* TASK REQUIREMENTS *
Would you return the complete listing below word for word?

* INFORMATION SUPPLIED *
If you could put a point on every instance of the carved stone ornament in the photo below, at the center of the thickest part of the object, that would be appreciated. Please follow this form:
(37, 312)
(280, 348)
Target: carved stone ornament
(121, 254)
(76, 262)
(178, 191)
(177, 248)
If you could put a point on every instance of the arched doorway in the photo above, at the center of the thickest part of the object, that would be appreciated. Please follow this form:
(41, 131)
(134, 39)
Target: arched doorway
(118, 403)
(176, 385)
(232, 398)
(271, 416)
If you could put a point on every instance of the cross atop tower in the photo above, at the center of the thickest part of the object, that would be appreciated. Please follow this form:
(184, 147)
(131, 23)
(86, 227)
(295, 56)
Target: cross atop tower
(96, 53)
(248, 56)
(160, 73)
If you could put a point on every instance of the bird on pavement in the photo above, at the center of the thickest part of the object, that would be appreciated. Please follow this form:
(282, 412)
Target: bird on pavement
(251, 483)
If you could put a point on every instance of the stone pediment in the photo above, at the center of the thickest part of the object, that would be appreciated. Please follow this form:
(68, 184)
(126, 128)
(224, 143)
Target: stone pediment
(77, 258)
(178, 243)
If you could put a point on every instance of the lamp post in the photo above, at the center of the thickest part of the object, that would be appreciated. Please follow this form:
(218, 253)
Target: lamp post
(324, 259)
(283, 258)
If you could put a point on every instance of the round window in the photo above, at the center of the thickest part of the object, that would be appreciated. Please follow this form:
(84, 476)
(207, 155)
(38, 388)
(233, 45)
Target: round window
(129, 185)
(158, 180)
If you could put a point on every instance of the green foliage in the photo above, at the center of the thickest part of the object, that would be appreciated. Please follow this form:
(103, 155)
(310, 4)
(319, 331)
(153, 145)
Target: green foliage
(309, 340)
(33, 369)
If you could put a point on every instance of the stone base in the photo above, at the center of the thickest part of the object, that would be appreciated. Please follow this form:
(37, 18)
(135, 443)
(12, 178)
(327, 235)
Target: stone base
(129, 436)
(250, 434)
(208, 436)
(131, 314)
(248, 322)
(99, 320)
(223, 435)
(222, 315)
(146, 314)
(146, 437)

* ANSWER IN FULL *
If you could put a point on every instance of the carved stone ornament in the photo below, at the center of the thickest part of the object, that would be appreciated. Please follow this form:
(37, 312)
(280, 348)
Target: carved stone ornament
(121, 254)
(76, 262)
(178, 191)
(177, 248)
If you could put a point on every instance of the arched doorway in the photo above, at the center of the thickest part of the object, that would be appreciated. Please follow this form:
(41, 131)
(134, 39)
Target: arched doorway
(118, 403)
(176, 385)
(232, 398)
(271, 416)
If you could put a point on every instance of the cross atop tower in the photo above, at the center of the thickest part of the object, that would be appreciated. Please follow this form:
(184, 147)
(131, 23)
(86, 227)
(295, 56)
Target: cross atop tower
(96, 53)
(248, 56)
(160, 73)
If you could put a point on every instance of the bird on pavement in the photo above, at the center of the thickest part of the object, that would be appreciated. Please follow this form:
(282, 412)
Target: bird on pavement
(251, 483)
If you could put a point on every instance of the stone pediment in the photo above, at the center of the thickest part of the object, that would be appreciated. Please follow this form:
(68, 184)
(126, 128)
(224, 143)
Target: stone pediment
(77, 258)
(178, 243)
If you could put a point on every instance of the lamp post in the photo above, at the center of the thickest part of the object, that would be appreciated. Please follow this form:
(218, 253)
Target: lamp post
(324, 259)
(283, 258)
If you could put a point on every instance of the round window in the photo above, at the center of the thickest part of the object, that would be appreciated. Please follow this form:
(84, 476)
(207, 155)
(38, 388)
(233, 45)
Target: round window
(129, 185)
(158, 180)
If you could put a point on every instance of the green foliage in the photo above, at the center of the thickest part of the object, that would be appreciated. Please follow this form:
(103, 155)
(310, 4)
(319, 331)
(153, 145)
Target: green foliage
(309, 340)
(33, 369)
If you could put a point on every instance of the stone base in the photo above, at the center of the thickest part of the object, that would be appreciated. Please follow this form:
(37, 18)
(135, 443)
(12, 178)
(327, 235)
Target: stone base
(129, 436)
(250, 434)
(208, 436)
(131, 314)
(248, 322)
(99, 320)
(223, 435)
(222, 315)
(146, 314)
(146, 437)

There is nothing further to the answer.